(Region pointing data)

☆ ☆ ☆ ☆

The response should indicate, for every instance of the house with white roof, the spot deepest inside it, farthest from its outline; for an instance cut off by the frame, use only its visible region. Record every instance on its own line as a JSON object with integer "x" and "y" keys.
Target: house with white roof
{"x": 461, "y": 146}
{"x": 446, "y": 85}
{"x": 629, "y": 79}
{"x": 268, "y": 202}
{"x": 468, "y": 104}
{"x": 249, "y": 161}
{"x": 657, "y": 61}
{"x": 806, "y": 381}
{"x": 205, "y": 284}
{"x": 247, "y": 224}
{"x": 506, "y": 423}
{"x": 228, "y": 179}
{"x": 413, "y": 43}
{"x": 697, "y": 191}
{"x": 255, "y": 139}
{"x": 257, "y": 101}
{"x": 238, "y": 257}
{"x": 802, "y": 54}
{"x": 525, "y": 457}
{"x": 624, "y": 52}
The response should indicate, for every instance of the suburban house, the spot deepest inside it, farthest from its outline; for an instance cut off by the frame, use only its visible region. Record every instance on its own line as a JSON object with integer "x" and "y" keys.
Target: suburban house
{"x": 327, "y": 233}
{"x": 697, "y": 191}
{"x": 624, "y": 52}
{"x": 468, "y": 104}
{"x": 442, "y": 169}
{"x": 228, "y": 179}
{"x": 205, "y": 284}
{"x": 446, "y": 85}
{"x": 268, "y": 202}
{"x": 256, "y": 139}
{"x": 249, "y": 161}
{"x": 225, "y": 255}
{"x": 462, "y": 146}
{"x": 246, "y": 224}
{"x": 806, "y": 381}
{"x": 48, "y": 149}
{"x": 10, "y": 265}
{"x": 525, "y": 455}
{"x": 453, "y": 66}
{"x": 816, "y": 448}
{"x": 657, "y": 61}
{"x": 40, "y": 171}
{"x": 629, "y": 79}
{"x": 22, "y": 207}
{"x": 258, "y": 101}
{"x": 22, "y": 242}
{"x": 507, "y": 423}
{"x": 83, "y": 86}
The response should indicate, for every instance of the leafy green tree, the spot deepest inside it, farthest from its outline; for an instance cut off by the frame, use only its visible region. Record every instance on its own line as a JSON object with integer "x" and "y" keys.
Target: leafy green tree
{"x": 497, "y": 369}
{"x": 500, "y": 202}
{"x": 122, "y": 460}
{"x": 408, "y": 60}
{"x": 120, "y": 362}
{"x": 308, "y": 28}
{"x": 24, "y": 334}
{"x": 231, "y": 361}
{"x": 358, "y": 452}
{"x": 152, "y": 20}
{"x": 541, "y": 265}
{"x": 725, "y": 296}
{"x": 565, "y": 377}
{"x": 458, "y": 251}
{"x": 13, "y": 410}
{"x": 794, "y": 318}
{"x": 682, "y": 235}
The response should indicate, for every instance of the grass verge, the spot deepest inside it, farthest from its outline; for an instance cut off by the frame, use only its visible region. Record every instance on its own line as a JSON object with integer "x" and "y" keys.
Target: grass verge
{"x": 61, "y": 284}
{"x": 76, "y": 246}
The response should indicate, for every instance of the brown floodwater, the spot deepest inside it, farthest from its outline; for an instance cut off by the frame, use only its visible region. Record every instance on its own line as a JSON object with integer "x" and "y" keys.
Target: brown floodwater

☆ ☆ ☆ ☆

- **WORK REQUIRED**:
For each line in the entries that holds "floodwater", return that line.

- **ANSWER SPACE**:
The response should indicate, for every instance of the brown floodwater, the spot deepest inside it, farthest from its outline; for an instance cut off by the frame, use only its visible region. Record every instance on its own line as a JSON object with integer "x" and "y" keys.
Target: brown floodwater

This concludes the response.